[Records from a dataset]
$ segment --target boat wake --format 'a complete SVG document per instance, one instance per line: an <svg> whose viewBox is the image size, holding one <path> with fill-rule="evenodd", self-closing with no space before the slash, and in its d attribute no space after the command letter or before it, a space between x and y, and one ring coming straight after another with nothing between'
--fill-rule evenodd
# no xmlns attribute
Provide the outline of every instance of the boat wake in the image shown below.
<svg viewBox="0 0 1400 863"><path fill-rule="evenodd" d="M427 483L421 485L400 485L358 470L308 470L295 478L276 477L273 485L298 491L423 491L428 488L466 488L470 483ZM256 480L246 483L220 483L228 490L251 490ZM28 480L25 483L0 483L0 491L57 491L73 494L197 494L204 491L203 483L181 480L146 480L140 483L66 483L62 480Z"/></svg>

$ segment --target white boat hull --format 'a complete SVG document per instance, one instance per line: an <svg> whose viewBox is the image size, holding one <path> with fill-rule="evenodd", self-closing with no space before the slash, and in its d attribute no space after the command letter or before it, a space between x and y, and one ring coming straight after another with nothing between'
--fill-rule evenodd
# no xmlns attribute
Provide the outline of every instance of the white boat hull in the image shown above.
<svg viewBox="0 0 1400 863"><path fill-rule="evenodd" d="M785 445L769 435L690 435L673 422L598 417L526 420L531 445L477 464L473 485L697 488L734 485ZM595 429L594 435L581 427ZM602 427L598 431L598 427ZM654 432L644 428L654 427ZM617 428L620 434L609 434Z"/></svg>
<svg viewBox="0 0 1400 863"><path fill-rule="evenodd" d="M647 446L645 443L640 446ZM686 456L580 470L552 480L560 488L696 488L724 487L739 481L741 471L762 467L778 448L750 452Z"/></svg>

> [Required task]: Extract the full listing above without altering anything.

> [The output]:
$ segment --target boat wake --format 'a complete SVG document per instance, one instance per line: an <svg> whose viewBox is the image size, holding one <path> with fill-rule="evenodd", self-closing with no space before the slash, and in its d attribute no space after the command letter or before it, a space between x and y, and one ring coming straight after another with nothing between'
--fill-rule evenodd
# no xmlns attribute
Provide the outline of every instance of the boat wake in the image shown below.
<svg viewBox="0 0 1400 863"><path fill-rule="evenodd" d="M427 483L421 485L400 485L358 470L308 470L295 478L276 477L273 485L298 491L423 491L428 488L466 488L470 483ZM256 480L246 483L220 483L228 490L251 490ZM28 480L25 483L0 483L0 491L57 491L73 494L197 494L204 491L203 483L181 480L146 480L140 483L66 483L62 480Z"/></svg>

$ segment --target white boat hull --format 'a complete SVG document per instance, one instance per line: an <svg> whose viewBox is the image size, holding one <path> with fill-rule="evenodd", self-closing with no space before the slash, and in its d attribute no space after the command letter or before it, a space between x and y, and one ring coming straight after another with nothing between'
--fill-rule evenodd
# no xmlns attribute
Provide the outline of every instance of the white boat hull in the image shown above.
<svg viewBox="0 0 1400 863"><path fill-rule="evenodd" d="M785 445L769 435L690 435L673 422L598 417L526 420L531 445L477 464L473 485L697 488L734 485ZM595 429L594 435L581 427ZM602 427L598 431L598 427ZM654 432L644 428L654 427ZM617 428L620 434L609 434Z"/></svg>
<svg viewBox="0 0 1400 863"><path fill-rule="evenodd" d="M647 446L645 443L640 446ZM686 456L580 470L552 480L560 488L696 488L724 487L739 481L741 471L762 467L778 448L750 452Z"/></svg>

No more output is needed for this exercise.